---------- TEXTAUSZUG ----------

Ein Embryo kann niemals eine vollwertige Person sein. Es ist sehr einfach zu sagen, wer das anders sieht, muss es beweisen. Benutzer7 bezeichnet den Embryo als Keimling. Ich finde, dass es ganz genau die richtige Bezeichnung ist, denn nichts anderes ist es und keinesfalls ein menschliches Wesen oder gar ein Kind. Aus diesem Keimling entwickelt sich erst noch das menschliche Wesen bis hin zum Kind.
Ich sehe es vergleichbar mit einem Keim, den man in die Erde steckt. Es bleibt ein Keim, bis er sich zu einer Pflanze entwickelt hat. Erst dann kann ich von einer Pflanze sprechen.
Mir ist gerade noch ein anderer Aspekt dieser Diskussion deutlich geworden. Bleibt man im säkularen, modernen Staat Deutschland bei nichtreligiösen Erkenntnissen, lässt sich feststellen, dass der Embryo natürlich alle Anlagen hat, sich zu einem vollwertigen Menschen zu entwickeln. Es kann bei erfolgreicher Entwicklung überhaupt nichts anderes aus ihm werden, als ein Mensch. Auch der Herzschlag, der bereits ab der achten Schwangerschaftswoche festzustellen ist, und nicht zuletzt die ersten Hirnaktivitäten sprechen für ein lebendiges Wesen, das dort im Bauch der Mutter existiert.
Aber die Frage ist doch: Was spielt das für eine Rolle? Der Embryo nimmt erst nach mehreren Wochen eindeutig menschliche Züge an. Zuvor ist er kaum von Embryos anderer Säugetiere zu unterscheiden. Aber was noch wichtiger ist: Während der gesamten Schwangerschaft unterschreitet das ungeborene Kind das intellektuelle Niveau unzähliger anderer Lebewesen. Es kann weder Gemälde malen, noch vernünftig kommunizieren. Es kann keine Werkzeuge bauen, es besitzt keine medizinischen Kenntnisse. Eine Vielzahl von Tieren ist in der Lage, diese Dinge zu vollbringen. Neun Monate lang schwimmt der Embryo in seinem Fruchtwasser, nährt sich, lebt und hat volles Potential zur Menschwerdung – und?

---------- EINTRÄGE DES DATENSATZES ----------

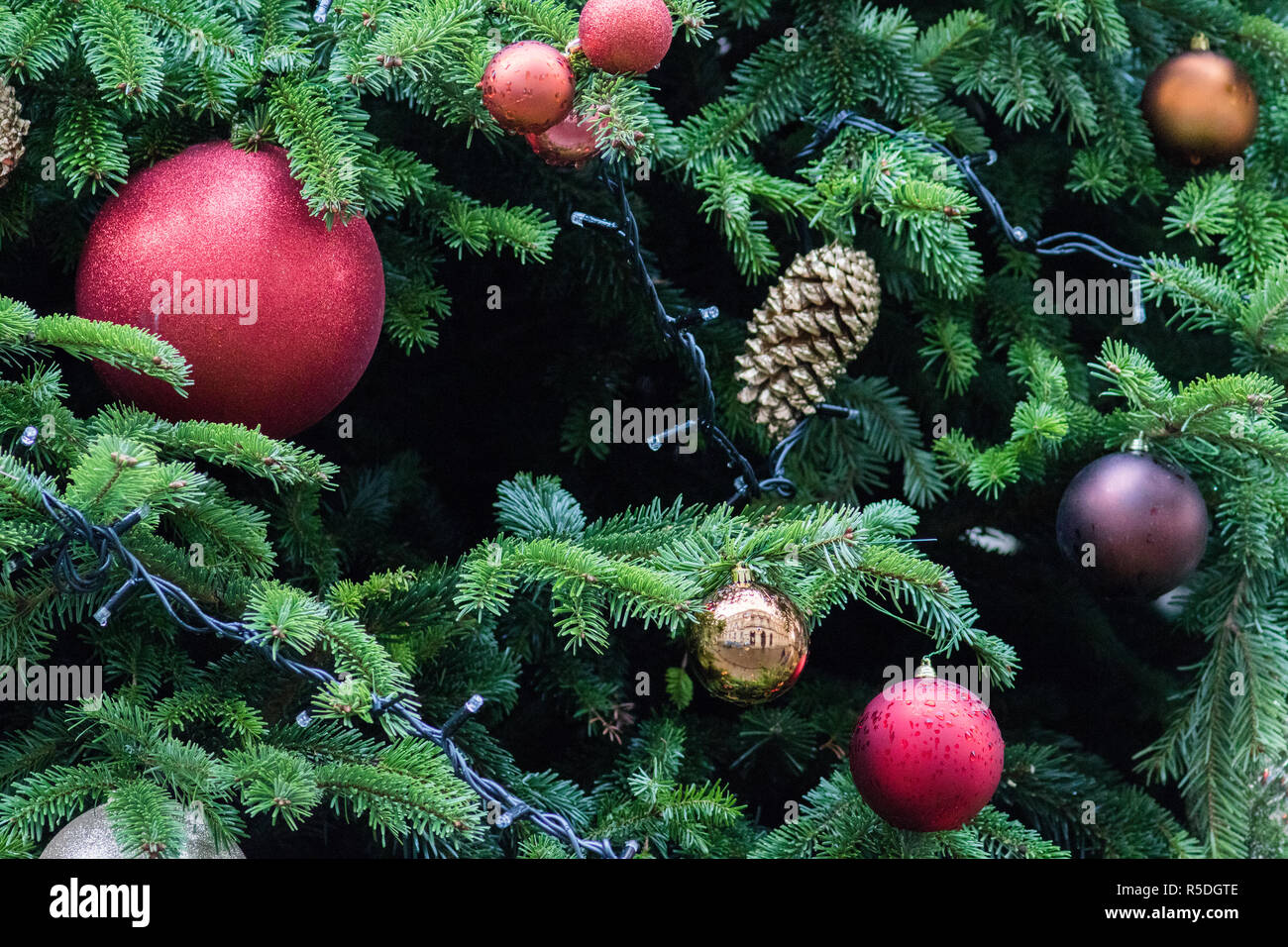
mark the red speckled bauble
[1140,48,1257,164]
[527,113,599,167]
[577,0,671,73]
[480,40,577,134]
[76,142,385,437]
[1055,453,1208,598]
[850,666,1005,832]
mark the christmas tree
[0,0,1288,858]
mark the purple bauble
[1055,453,1208,598]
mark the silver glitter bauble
[40,805,246,858]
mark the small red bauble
[577,0,671,73]
[76,142,385,437]
[850,668,1005,832]
[1055,453,1208,598]
[527,113,599,167]
[480,40,577,134]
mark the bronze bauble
[690,581,808,706]
[1140,49,1257,164]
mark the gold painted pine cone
[0,81,31,187]
[738,244,881,440]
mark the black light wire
[571,111,1145,505]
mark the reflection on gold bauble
[690,570,808,706]
[1140,40,1257,164]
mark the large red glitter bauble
[577,0,671,73]
[76,142,385,437]
[1055,453,1208,598]
[480,40,577,134]
[527,112,599,167]
[850,677,1005,832]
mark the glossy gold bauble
[1140,48,1257,164]
[690,581,808,706]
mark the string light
[570,112,1146,505]
[0,459,640,858]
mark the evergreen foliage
[0,0,1288,858]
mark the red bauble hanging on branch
[527,113,599,167]
[1055,445,1208,598]
[577,0,671,73]
[76,142,385,437]
[850,664,1005,832]
[1140,36,1257,164]
[480,40,577,134]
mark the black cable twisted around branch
[571,112,1145,504]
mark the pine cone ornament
[738,244,881,440]
[0,81,31,187]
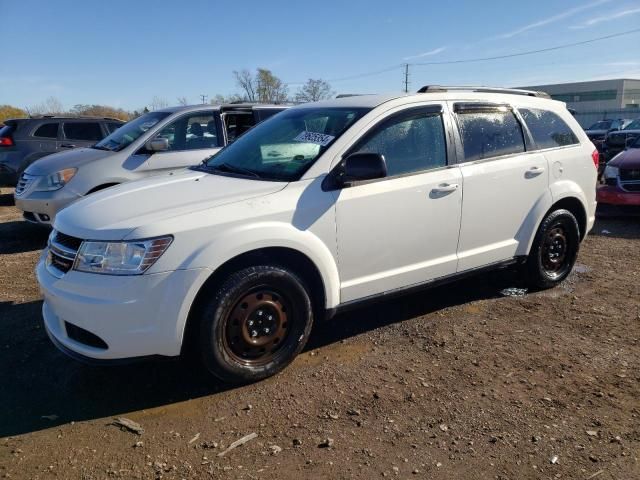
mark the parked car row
[10,104,286,225]
[0,116,124,187]
[31,87,598,382]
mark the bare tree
[26,97,64,115]
[233,69,257,102]
[149,95,169,110]
[256,68,289,103]
[295,78,335,103]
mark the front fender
[180,222,340,308]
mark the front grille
[47,231,82,278]
[16,173,38,197]
[620,168,640,181]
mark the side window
[352,112,447,177]
[157,112,221,152]
[62,122,102,142]
[518,108,579,149]
[458,108,525,162]
[33,123,58,138]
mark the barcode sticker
[294,131,336,147]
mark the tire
[198,265,313,384]
[526,210,580,289]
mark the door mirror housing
[144,138,169,152]
[340,153,387,186]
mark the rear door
[143,110,223,171]
[452,102,550,272]
[60,120,104,148]
[336,104,462,302]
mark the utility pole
[404,63,409,93]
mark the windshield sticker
[294,131,336,147]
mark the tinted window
[202,108,368,181]
[33,123,58,138]
[95,112,171,152]
[519,108,578,148]
[62,122,102,141]
[157,112,221,152]
[458,109,524,161]
[355,113,447,176]
[107,122,124,133]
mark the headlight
[73,236,173,275]
[604,165,619,178]
[35,168,78,192]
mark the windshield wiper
[91,144,113,152]
[207,163,262,178]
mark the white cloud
[403,47,447,60]
[569,8,640,30]
[498,0,612,38]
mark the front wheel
[200,265,313,383]
[526,210,580,288]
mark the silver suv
[15,104,286,225]
[0,116,124,187]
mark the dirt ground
[0,189,640,480]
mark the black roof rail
[418,85,551,98]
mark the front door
[336,105,462,303]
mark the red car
[596,137,640,206]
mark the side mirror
[144,138,169,152]
[341,153,387,184]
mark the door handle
[431,183,458,193]
[525,167,544,178]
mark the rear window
[458,108,525,162]
[518,108,579,149]
[62,122,102,141]
[33,123,58,138]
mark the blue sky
[0,0,640,109]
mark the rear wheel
[527,210,580,288]
[200,265,313,383]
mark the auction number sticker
[294,132,336,147]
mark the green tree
[0,105,29,123]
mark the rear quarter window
[33,123,58,138]
[518,108,580,149]
[62,122,103,141]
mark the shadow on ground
[0,272,513,437]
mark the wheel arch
[182,246,335,352]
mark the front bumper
[14,187,82,225]
[596,185,640,206]
[36,255,210,363]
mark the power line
[286,28,640,85]
[412,28,640,66]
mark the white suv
[37,87,598,382]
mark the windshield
[196,108,369,182]
[587,120,611,130]
[93,112,171,152]
[623,118,640,130]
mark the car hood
[25,148,116,175]
[607,148,640,170]
[54,170,287,240]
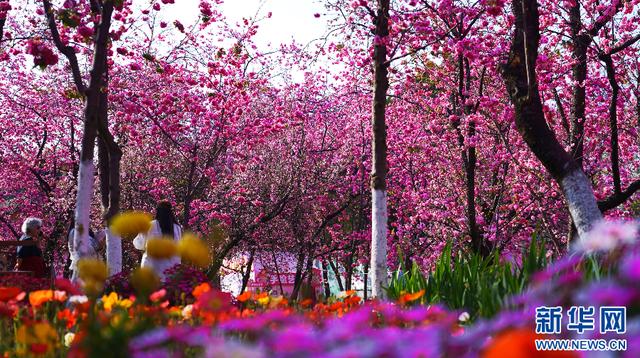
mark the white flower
[64,332,76,347]
[458,312,471,322]
[182,305,193,319]
[576,220,638,253]
[69,295,89,305]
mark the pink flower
[576,221,638,253]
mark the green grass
[387,237,547,320]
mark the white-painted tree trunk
[560,169,602,236]
[73,161,95,264]
[104,228,122,275]
[370,189,388,299]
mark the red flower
[0,287,22,302]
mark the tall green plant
[387,237,547,318]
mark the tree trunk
[502,0,602,236]
[600,54,622,194]
[371,0,389,298]
[42,0,114,276]
[569,1,591,167]
[240,250,256,294]
[0,0,9,44]
[329,259,344,291]
[98,85,122,275]
[364,262,369,301]
[290,247,305,301]
[322,260,331,299]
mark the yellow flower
[182,305,193,319]
[64,332,76,347]
[269,295,284,309]
[109,211,153,239]
[131,267,160,296]
[147,238,178,259]
[102,292,133,312]
[258,296,269,306]
[178,234,211,268]
[16,322,59,355]
[78,259,109,283]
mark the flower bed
[0,221,640,357]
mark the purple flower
[620,253,640,283]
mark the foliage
[387,237,547,319]
[162,264,209,305]
[0,224,640,357]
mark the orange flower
[29,290,67,307]
[57,308,76,329]
[344,296,361,306]
[0,287,22,302]
[236,291,251,302]
[398,290,424,305]
[192,282,211,298]
[482,328,577,358]
[300,298,313,307]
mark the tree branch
[42,0,87,95]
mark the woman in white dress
[133,201,182,281]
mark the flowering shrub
[0,220,640,357]
[163,264,209,304]
[0,274,50,292]
[104,271,133,297]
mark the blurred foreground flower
[102,292,133,312]
[398,290,424,305]
[29,290,67,307]
[0,287,22,302]
[131,267,160,297]
[147,238,178,259]
[109,211,153,239]
[78,259,109,296]
[64,332,76,347]
[16,322,59,356]
[482,328,577,358]
[178,234,211,268]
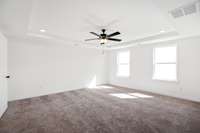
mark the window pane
[154,64,177,80]
[118,51,129,64]
[154,46,176,63]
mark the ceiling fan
[85,29,122,45]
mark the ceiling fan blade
[107,38,122,42]
[90,32,100,37]
[85,38,99,41]
[107,31,120,37]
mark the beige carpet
[0,86,200,133]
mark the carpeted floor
[0,86,200,133]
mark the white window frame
[116,50,131,78]
[152,44,179,82]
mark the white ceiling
[0,0,200,47]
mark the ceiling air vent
[169,0,200,18]
[183,3,197,15]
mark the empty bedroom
[0,0,200,133]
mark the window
[153,46,177,81]
[117,51,130,77]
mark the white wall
[109,38,200,101]
[0,32,8,118]
[8,38,106,100]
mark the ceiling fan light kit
[85,29,122,45]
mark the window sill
[116,75,130,79]
[153,78,178,83]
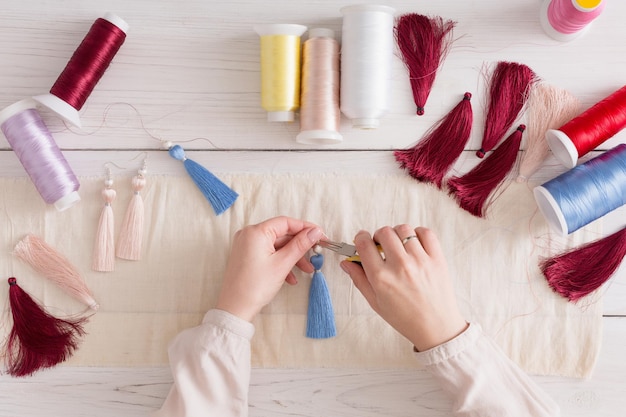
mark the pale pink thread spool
[540,0,605,42]
[296,28,343,145]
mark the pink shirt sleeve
[153,310,560,417]
[153,310,254,417]
[415,324,561,417]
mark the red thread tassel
[394,93,473,188]
[539,228,626,302]
[447,125,526,217]
[394,13,456,116]
[476,62,535,158]
[5,277,87,377]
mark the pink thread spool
[540,0,604,42]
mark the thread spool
[33,13,128,127]
[340,5,395,129]
[546,86,626,168]
[539,0,605,42]
[0,99,80,211]
[296,28,343,145]
[533,144,626,236]
[254,24,307,122]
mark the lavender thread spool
[0,99,80,211]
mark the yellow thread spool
[574,0,602,11]
[254,24,307,122]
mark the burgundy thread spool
[33,13,128,127]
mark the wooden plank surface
[0,0,626,417]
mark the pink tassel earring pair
[92,158,148,272]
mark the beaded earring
[116,156,148,261]
[306,245,337,339]
[91,164,117,272]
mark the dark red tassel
[540,228,626,301]
[394,13,456,116]
[476,61,536,158]
[394,93,473,188]
[5,278,87,376]
[447,125,526,217]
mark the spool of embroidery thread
[533,144,626,236]
[0,99,80,211]
[340,4,395,129]
[296,28,343,145]
[254,24,307,122]
[539,0,604,42]
[546,86,626,168]
[33,13,128,127]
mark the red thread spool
[34,13,128,127]
[546,86,626,168]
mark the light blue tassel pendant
[169,145,239,215]
[306,247,337,339]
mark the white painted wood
[0,0,626,417]
[0,318,626,417]
[0,0,626,149]
[0,150,626,315]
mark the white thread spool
[296,28,343,145]
[340,5,395,129]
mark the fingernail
[306,227,324,243]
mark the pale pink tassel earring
[517,82,580,182]
[116,157,148,261]
[91,167,116,272]
[13,235,99,310]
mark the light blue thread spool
[533,144,626,236]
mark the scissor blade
[318,240,356,256]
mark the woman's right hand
[341,224,468,351]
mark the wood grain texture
[0,0,626,417]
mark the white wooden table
[0,0,626,417]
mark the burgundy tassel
[447,125,526,217]
[394,13,456,116]
[394,93,473,188]
[540,228,626,301]
[5,278,87,376]
[476,61,535,158]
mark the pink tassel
[91,175,117,272]
[394,93,473,188]
[5,278,87,377]
[447,125,526,217]
[117,168,146,261]
[13,235,100,310]
[476,62,535,158]
[394,13,456,116]
[517,82,580,182]
[539,228,626,301]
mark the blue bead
[169,145,185,161]
[311,254,324,271]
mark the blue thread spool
[533,144,626,236]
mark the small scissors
[317,240,383,263]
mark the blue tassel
[306,254,337,339]
[169,145,239,215]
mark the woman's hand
[341,224,467,351]
[216,217,323,321]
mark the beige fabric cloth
[0,174,602,376]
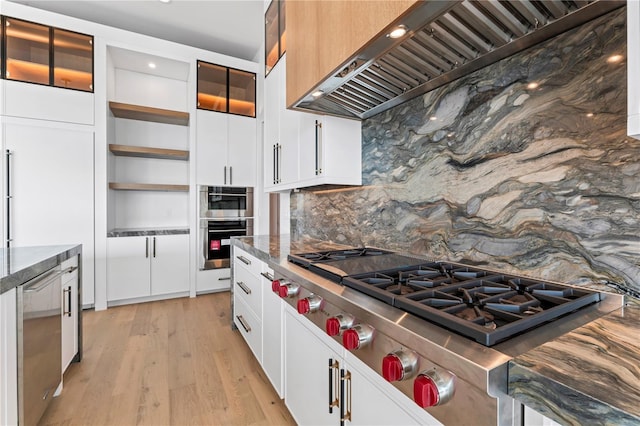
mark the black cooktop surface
[288,247,425,283]
[342,262,600,346]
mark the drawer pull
[236,281,251,294]
[236,315,251,333]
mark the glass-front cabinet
[197,61,256,117]
[264,0,287,74]
[2,16,93,92]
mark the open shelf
[109,182,189,192]
[109,102,189,126]
[109,144,189,161]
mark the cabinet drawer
[233,247,263,277]
[233,268,262,318]
[233,298,262,364]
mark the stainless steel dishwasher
[18,265,62,426]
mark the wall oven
[199,186,253,270]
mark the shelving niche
[105,46,193,230]
[109,102,189,191]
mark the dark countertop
[0,244,82,294]
[509,306,640,425]
[107,226,189,238]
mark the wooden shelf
[109,144,189,161]
[109,182,189,192]
[109,102,189,126]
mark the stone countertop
[0,244,82,294]
[509,306,640,425]
[107,226,189,238]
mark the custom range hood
[295,0,626,119]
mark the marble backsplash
[291,7,640,296]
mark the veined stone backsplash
[291,7,640,295]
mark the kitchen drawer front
[233,247,264,277]
[233,262,262,318]
[233,298,262,364]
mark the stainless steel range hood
[295,0,626,119]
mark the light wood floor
[40,293,295,425]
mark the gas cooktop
[288,247,600,346]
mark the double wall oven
[199,185,253,270]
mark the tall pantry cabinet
[0,6,95,306]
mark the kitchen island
[232,236,640,425]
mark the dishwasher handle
[22,266,60,293]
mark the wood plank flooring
[40,292,295,426]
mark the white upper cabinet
[264,55,362,191]
[627,1,640,139]
[196,109,256,187]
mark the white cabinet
[60,256,79,373]
[264,55,362,191]
[284,304,424,426]
[2,117,94,305]
[627,1,640,139]
[260,263,284,398]
[0,288,18,425]
[196,109,257,187]
[107,234,189,302]
[231,247,262,364]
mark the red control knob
[325,313,356,336]
[413,375,440,408]
[413,368,456,408]
[325,317,340,336]
[342,324,373,350]
[342,328,360,351]
[382,354,404,382]
[298,297,311,315]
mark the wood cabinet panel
[286,0,419,107]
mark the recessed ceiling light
[607,54,624,64]
[387,25,408,38]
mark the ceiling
[6,0,264,61]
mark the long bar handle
[5,149,12,248]
[236,281,251,294]
[62,286,71,317]
[329,358,340,414]
[340,369,352,426]
[316,120,322,176]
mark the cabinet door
[260,264,284,398]
[298,113,322,182]
[263,61,284,188]
[0,288,18,425]
[196,109,229,185]
[227,115,258,187]
[61,256,78,373]
[107,237,152,302]
[3,122,94,305]
[150,234,189,295]
[284,304,343,425]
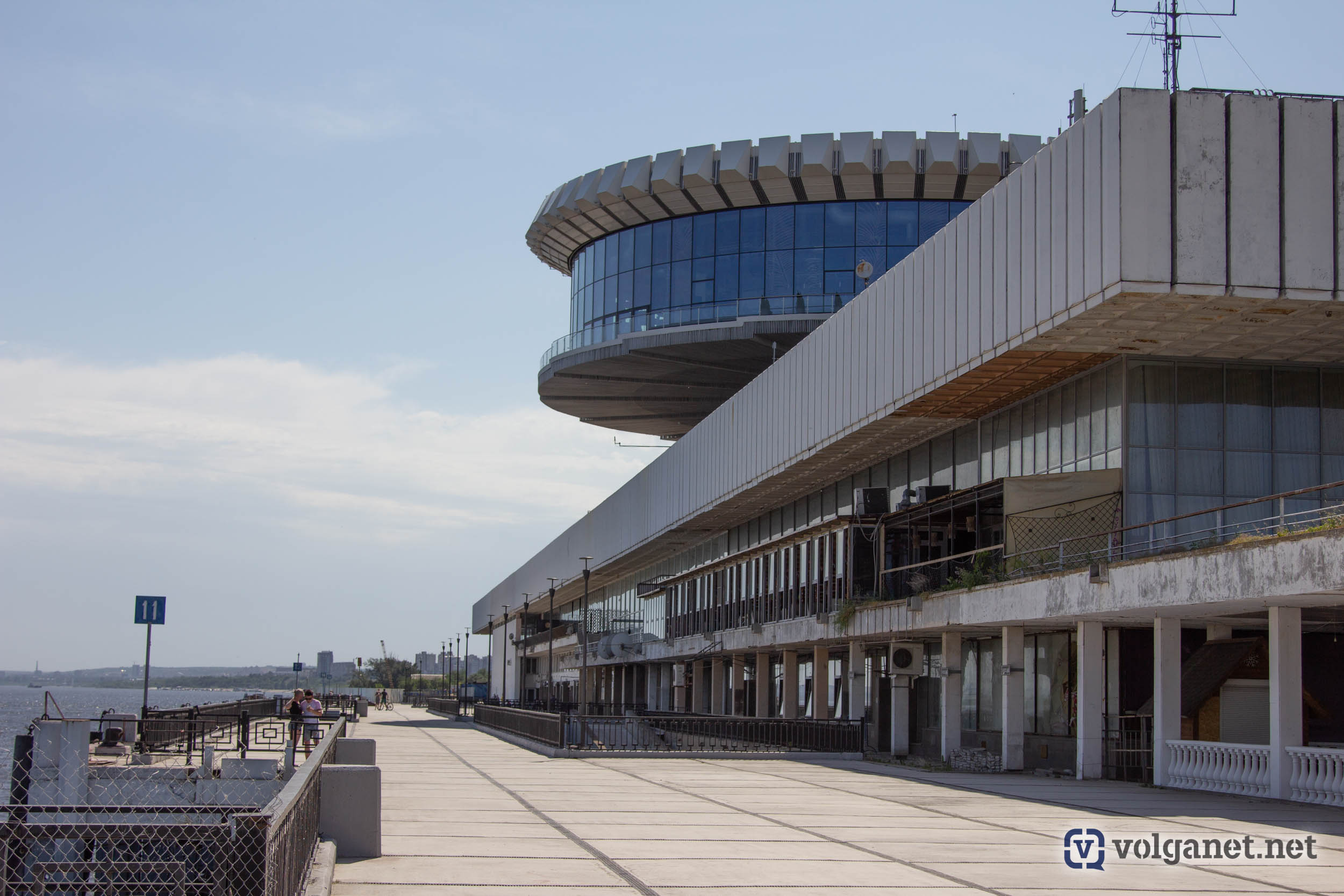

----------

* _ZU BEARBEITENDE AUFGABEN_:
A – Übersetzen Sie den Satz „Der Embryo nimmt erst nach mehreren Wochen eindeutig menschliche Züge an.“ aus dem Textauszug ins Englische.
B – Geben Sie aus dem Textauszug unverändert den Abschnitt wieder, der mit den Worten beginnt, die „Ein Embryo kann“ enthalten, und mit „einer Pflanze sprechen.“ endet.
Die Einträge werden für die Bearbeitung nicht benötigt.

* _LÖSUNGEN DER AUFGABEN_:
A – The embryo only takes on clearly human features after several weeks.

B –
Ein Embryo kann niemals eine vollwertige Person sein. Es ist sehr einfach zu sagen, wer das anders sieht, muss es beweisen. Benutzer7 bezeichnet den Embryo als Keimling. Ich finde, dass es ganz genau die richtige Bezeichnung ist, denn nichts anderes ist es und keinesfalls ein menschliches Wesen oder gar ein Kind. Aus diesem Keimling entwickelt sich erst noch das menschliche Wesen bis hin zum Kind.
Ich sehe es vergleichbar mit einem Keim, den man in die Erde steckt. Es bleibt ein Keim, bis er sich zu einer Pflanze entwickelt hat. Erst dann kann ich von einer Pflanze sprechen.